To do
Beginning with the first line below, please restate each line exactly, down to and including the line containing "Give the mask of every instance of the window.".

**** Given records

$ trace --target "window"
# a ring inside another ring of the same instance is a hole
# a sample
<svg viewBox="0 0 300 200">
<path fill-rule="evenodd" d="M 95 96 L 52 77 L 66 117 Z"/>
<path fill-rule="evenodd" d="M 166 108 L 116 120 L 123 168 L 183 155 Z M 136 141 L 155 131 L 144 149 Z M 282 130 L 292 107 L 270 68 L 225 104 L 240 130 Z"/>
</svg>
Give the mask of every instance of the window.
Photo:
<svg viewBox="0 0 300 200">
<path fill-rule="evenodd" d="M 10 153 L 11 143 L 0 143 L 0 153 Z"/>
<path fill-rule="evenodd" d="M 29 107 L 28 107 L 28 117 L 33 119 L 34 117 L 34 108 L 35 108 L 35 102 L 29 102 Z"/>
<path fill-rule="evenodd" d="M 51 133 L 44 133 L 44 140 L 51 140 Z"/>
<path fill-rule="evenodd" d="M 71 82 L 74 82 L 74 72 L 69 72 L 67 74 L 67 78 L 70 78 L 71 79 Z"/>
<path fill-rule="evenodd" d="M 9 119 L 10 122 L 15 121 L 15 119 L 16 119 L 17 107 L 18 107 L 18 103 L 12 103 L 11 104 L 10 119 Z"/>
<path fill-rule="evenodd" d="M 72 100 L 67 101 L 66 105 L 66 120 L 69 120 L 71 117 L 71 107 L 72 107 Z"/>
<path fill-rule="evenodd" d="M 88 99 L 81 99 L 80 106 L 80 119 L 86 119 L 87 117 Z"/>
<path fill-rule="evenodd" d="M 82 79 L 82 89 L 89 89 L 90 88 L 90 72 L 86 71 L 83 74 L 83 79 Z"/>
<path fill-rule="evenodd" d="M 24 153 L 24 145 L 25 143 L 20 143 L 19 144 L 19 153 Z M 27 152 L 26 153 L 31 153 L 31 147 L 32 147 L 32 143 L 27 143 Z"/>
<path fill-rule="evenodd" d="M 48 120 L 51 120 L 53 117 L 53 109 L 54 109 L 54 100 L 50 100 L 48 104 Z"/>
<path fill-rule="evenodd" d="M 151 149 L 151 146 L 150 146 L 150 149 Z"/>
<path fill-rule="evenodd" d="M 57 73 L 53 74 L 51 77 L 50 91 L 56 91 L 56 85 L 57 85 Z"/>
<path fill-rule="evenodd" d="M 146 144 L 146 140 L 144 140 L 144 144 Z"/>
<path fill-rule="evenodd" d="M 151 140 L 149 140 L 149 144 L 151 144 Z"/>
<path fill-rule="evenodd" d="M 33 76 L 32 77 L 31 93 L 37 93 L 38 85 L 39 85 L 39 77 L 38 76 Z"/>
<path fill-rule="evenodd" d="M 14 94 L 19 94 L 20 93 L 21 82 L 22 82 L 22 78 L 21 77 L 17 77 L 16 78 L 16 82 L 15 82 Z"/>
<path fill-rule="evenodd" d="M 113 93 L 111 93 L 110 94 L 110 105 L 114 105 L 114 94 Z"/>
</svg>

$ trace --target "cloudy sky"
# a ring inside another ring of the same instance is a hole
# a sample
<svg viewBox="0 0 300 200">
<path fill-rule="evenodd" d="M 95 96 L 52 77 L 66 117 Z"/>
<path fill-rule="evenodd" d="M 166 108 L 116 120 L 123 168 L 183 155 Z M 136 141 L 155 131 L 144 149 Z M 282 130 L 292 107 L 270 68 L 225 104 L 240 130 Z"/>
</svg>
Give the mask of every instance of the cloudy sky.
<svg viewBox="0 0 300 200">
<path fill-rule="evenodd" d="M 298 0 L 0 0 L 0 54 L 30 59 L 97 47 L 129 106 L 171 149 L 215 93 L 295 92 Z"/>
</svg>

********

Output for this exercise
$ trace --target "window"
# a ring inside another ring of the same instance is a hole
# a sample
<svg viewBox="0 0 300 200">
<path fill-rule="evenodd" d="M 95 96 L 52 77 L 66 117 Z"/>
<path fill-rule="evenodd" d="M 166 108 L 116 120 L 123 168 L 183 155 Z M 136 141 L 155 131 L 144 149 Z M 282 130 L 292 107 L 270 68 L 225 104 L 240 130 Z"/>
</svg>
Give the mask of every instance of the window.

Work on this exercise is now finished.